▸ **DATA FOR THIS EXERCISE**:
- Opening Delimiter -

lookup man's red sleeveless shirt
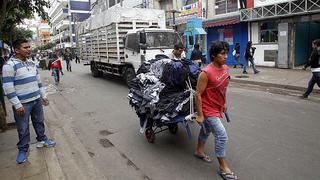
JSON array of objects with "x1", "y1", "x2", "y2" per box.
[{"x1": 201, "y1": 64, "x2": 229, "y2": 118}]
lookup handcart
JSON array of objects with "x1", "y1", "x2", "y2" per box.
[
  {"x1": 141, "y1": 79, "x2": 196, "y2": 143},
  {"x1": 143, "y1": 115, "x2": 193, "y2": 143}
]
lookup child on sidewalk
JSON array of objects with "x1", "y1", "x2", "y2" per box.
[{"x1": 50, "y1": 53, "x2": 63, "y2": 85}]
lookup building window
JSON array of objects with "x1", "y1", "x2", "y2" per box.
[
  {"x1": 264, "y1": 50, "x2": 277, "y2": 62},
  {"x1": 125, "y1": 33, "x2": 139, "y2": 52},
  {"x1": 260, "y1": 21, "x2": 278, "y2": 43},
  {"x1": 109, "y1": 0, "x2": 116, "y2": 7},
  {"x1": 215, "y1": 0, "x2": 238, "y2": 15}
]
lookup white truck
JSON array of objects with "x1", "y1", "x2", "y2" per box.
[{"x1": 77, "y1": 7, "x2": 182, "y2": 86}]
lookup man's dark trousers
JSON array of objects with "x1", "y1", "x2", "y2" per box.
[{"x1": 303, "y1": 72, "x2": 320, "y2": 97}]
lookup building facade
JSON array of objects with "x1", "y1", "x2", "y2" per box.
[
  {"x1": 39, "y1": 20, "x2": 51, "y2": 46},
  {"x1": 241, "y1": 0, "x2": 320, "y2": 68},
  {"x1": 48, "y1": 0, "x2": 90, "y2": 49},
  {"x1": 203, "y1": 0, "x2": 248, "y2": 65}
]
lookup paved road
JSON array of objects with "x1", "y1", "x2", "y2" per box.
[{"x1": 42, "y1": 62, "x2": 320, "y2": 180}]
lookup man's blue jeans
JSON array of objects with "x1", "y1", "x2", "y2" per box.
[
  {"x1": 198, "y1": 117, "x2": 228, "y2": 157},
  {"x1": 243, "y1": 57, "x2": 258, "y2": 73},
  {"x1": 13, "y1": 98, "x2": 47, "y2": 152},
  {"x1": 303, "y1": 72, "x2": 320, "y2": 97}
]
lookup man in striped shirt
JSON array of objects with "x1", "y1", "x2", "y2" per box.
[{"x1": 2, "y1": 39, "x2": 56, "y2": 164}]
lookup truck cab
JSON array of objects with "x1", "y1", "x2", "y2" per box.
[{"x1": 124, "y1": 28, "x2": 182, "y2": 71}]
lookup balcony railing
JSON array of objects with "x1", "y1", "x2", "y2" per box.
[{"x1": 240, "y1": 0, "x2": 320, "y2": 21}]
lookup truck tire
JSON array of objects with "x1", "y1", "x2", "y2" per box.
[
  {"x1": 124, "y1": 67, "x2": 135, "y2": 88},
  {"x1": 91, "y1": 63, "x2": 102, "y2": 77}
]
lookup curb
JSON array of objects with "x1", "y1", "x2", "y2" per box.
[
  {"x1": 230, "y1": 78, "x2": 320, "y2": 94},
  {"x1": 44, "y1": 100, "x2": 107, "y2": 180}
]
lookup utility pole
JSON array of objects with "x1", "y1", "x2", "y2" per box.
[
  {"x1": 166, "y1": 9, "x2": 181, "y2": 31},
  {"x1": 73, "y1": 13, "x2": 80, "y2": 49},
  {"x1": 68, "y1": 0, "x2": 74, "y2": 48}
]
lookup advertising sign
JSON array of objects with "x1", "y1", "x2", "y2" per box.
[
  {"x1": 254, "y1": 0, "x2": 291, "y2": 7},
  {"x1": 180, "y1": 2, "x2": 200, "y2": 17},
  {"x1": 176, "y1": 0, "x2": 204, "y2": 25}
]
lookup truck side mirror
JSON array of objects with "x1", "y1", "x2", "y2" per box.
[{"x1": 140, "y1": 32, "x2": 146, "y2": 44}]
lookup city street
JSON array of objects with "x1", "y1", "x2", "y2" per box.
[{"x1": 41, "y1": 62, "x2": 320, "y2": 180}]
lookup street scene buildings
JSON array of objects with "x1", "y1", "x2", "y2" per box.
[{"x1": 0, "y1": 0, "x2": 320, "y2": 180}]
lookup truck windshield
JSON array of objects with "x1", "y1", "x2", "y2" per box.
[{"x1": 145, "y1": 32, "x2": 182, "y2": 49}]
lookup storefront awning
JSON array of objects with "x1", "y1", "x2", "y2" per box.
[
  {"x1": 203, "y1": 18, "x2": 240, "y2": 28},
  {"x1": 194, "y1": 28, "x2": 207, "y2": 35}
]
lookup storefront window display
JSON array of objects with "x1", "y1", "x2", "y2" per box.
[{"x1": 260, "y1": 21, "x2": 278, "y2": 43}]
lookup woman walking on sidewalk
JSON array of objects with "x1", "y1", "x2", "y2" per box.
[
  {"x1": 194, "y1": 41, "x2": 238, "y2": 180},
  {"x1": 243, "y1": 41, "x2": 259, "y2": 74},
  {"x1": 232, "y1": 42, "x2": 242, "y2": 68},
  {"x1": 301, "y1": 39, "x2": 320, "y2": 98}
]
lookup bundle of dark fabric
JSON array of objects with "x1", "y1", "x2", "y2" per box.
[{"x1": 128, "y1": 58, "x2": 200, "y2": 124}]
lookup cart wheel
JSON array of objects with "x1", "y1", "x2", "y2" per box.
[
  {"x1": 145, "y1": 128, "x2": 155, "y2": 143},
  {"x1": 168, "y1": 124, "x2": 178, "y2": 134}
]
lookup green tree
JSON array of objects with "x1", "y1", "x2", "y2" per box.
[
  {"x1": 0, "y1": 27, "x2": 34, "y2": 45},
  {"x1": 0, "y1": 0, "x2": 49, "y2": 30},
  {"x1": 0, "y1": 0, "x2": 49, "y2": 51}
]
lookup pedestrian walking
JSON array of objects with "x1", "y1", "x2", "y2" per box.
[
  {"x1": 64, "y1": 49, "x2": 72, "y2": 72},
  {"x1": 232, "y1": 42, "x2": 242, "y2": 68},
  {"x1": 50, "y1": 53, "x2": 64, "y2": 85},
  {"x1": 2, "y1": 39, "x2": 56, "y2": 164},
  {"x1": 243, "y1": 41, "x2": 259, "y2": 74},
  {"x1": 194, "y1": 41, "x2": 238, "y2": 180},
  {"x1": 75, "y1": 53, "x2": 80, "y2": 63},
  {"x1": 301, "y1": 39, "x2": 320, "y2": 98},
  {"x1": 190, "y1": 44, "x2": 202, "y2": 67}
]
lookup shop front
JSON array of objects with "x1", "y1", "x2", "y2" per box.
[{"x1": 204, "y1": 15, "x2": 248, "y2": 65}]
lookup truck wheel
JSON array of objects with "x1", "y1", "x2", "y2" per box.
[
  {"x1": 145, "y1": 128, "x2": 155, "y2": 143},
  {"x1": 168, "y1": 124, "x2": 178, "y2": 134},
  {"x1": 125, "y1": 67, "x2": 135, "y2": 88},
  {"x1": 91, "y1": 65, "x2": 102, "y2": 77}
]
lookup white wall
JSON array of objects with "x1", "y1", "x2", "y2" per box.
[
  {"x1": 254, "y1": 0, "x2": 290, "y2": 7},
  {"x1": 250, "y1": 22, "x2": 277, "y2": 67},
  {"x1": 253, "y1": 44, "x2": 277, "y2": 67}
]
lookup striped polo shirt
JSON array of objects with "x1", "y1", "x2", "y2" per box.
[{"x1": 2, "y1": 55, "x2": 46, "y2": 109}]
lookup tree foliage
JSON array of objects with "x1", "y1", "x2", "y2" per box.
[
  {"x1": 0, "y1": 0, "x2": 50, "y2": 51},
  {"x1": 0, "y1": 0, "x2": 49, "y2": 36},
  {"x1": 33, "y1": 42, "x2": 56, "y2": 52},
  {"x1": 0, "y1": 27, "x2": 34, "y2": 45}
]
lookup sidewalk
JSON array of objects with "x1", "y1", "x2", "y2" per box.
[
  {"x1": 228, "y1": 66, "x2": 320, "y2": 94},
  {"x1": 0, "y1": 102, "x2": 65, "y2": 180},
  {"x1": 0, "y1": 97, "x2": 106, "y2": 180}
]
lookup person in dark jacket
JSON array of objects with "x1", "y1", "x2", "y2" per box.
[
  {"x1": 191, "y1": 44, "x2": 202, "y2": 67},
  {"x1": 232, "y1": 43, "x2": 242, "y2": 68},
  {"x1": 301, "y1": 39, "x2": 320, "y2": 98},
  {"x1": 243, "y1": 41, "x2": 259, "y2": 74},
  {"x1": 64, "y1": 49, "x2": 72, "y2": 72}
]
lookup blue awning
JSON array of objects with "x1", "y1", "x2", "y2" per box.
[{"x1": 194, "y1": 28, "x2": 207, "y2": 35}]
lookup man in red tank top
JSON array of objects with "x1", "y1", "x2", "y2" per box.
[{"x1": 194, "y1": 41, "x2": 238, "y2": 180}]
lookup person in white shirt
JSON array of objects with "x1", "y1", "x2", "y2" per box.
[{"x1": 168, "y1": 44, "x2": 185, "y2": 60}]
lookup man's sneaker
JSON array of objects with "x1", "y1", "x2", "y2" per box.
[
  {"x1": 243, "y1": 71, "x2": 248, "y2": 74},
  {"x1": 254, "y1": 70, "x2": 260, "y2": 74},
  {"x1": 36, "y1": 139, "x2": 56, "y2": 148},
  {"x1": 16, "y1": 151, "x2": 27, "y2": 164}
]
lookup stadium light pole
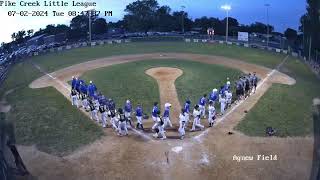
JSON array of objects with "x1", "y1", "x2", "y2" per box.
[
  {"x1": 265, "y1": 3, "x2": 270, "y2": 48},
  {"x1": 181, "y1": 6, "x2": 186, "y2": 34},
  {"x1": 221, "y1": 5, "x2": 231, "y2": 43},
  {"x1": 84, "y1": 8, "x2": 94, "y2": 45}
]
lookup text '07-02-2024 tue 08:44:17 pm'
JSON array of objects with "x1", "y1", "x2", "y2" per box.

- Closing Delimiter -
- Opening Delimiter -

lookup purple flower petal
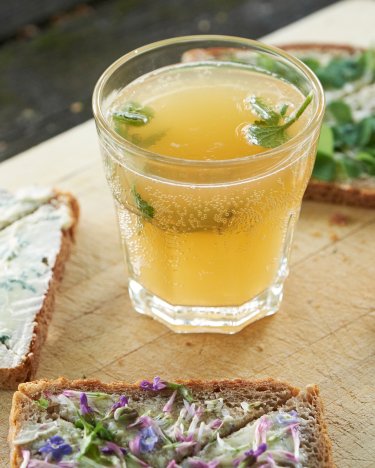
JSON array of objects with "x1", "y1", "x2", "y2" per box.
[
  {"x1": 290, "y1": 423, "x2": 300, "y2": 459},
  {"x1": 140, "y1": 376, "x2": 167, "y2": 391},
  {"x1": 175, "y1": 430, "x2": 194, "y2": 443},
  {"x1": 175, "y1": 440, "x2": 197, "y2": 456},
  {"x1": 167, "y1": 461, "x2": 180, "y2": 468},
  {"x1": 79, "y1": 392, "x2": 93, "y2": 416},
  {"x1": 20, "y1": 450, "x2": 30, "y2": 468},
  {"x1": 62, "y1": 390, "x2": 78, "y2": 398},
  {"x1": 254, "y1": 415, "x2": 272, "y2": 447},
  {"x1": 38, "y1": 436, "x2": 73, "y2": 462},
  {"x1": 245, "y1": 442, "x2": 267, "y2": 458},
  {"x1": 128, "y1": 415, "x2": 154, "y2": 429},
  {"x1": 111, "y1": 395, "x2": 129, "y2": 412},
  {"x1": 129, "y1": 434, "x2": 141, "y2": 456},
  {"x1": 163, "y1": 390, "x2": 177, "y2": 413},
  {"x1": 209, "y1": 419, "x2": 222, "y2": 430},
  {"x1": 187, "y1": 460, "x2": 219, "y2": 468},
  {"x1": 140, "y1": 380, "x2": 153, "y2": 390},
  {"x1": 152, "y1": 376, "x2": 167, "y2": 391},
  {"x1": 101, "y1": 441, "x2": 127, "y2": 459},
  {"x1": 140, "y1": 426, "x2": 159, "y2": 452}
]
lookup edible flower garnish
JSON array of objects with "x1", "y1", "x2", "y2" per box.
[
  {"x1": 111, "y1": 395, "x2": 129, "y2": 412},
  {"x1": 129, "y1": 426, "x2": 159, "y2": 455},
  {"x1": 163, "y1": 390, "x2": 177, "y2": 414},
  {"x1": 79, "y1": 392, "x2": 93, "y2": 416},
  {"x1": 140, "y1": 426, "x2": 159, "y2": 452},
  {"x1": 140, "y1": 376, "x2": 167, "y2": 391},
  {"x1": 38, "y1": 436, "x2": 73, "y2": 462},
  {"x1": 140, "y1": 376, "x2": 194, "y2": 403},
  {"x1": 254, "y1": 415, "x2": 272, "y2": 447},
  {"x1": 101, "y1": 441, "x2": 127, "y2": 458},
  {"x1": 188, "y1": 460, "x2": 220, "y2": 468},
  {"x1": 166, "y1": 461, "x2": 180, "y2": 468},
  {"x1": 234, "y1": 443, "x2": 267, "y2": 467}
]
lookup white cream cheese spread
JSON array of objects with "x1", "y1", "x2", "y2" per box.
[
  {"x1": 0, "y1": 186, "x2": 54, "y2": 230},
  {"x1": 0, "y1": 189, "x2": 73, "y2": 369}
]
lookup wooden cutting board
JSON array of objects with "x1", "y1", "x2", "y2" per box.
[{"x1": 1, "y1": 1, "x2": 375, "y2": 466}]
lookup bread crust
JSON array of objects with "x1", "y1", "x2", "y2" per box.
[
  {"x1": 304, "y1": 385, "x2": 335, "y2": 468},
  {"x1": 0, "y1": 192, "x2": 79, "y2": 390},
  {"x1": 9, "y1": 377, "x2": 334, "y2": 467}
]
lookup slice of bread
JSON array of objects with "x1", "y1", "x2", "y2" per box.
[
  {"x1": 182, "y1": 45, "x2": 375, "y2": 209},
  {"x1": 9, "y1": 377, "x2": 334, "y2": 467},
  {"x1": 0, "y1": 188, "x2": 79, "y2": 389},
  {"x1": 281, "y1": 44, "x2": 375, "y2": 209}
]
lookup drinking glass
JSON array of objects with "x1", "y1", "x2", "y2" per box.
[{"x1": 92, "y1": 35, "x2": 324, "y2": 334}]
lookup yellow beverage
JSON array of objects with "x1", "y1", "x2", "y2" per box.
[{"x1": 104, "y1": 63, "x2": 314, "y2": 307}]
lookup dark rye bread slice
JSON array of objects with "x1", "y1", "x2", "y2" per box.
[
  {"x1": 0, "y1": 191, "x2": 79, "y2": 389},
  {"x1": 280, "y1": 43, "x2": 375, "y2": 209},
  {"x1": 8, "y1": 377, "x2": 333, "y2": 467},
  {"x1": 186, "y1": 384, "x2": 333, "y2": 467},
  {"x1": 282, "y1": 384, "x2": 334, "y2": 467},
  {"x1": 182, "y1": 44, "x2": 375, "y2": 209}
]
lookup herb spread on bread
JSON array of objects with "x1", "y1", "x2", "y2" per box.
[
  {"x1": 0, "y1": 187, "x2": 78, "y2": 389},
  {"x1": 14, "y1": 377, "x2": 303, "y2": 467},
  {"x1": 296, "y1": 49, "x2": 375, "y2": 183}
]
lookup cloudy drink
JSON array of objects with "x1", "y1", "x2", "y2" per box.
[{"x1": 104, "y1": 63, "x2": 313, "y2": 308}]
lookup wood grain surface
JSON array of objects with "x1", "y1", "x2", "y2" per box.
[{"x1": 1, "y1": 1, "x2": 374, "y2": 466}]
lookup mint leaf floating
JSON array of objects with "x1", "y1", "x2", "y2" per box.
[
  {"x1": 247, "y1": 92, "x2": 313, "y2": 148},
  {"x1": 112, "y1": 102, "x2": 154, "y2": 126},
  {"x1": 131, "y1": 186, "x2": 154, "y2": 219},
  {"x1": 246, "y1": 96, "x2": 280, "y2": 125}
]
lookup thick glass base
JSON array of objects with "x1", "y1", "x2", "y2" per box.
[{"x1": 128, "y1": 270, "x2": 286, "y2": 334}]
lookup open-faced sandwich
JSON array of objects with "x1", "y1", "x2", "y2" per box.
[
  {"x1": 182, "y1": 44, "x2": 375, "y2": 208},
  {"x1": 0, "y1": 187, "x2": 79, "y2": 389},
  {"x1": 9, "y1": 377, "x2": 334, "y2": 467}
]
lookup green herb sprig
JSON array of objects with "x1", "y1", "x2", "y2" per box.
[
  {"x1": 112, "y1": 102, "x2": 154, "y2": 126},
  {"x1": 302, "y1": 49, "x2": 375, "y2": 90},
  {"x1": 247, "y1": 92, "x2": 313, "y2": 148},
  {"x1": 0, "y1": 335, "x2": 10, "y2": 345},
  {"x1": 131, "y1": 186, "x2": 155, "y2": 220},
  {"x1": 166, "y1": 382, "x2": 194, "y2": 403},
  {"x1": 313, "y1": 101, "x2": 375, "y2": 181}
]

- Closing Delimiter -

▸ **TASK**: Here the output must be the lines above from the line with "lookup advertising sign" to the line with "lookup pedestrian walking", both included, duplicated word for word and nothing else.

▸ **EXERCISE ANSWER**:
lookup advertising sign
JSON array of objects with "x1", "y1", "x2", "y2" per box.
[
  {"x1": 254, "y1": 0, "x2": 291, "y2": 7},
  {"x1": 180, "y1": 2, "x2": 200, "y2": 17},
  {"x1": 176, "y1": 0, "x2": 204, "y2": 25}
]
lookup truck side mirror
JSON array of objects with "x1", "y1", "x2", "y2" per box.
[{"x1": 140, "y1": 32, "x2": 146, "y2": 44}]
lookup city street
JSON array of objects with "x1", "y1", "x2", "y2" per box.
[{"x1": 41, "y1": 62, "x2": 320, "y2": 180}]
lookup street scene buildings
JSON array of objects with "x1", "y1", "x2", "y2" per box.
[{"x1": 0, "y1": 0, "x2": 320, "y2": 180}]
lookup truck windshield
JSON array of objects with "x1", "y1", "x2", "y2" per box.
[{"x1": 145, "y1": 32, "x2": 182, "y2": 49}]
lookup storefront awning
JSON array of objects with "x1", "y1", "x2", "y2" per box.
[
  {"x1": 203, "y1": 18, "x2": 240, "y2": 28},
  {"x1": 194, "y1": 28, "x2": 207, "y2": 35}
]
lookup storefront window display
JSON array of objects with "x1", "y1", "x2", "y2" per box.
[{"x1": 260, "y1": 21, "x2": 278, "y2": 43}]
lookup woman walking on sidewalk
JSON array of objects with "x1", "y1", "x2", "y2" per box.
[
  {"x1": 194, "y1": 41, "x2": 238, "y2": 180},
  {"x1": 243, "y1": 41, "x2": 259, "y2": 74},
  {"x1": 232, "y1": 42, "x2": 242, "y2": 68},
  {"x1": 301, "y1": 39, "x2": 320, "y2": 98}
]
lookup bundle of dark fabric
JSON array of objects with "x1", "y1", "x2", "y2" per box.
[{"x1": 128, "y1": 58, "x2": 200, "y2": 124}]
lookup cart wheel
JSON array of objects with "x1", "y1", "x2", "y2" per box.
[
  {"x1": 145, "y1": 128, "x2": 155, "y2": 143},
  {"x1": 168, "y1": 124, "x2": 178, "y2": 134}
]
lookup green tree
JSON array of objects with "x1", "y1", "x2", "y2" per box.
[
  {"x1": 0, "y1": 27, "x2": 34, "y2": 45},
  {"x1": 0, "y1": 0, "x2": 49, "y2": 30},
  {"x1": 0, "y1": 0, "x2": 49, "y2": 51}
]
lookup pedestrian walking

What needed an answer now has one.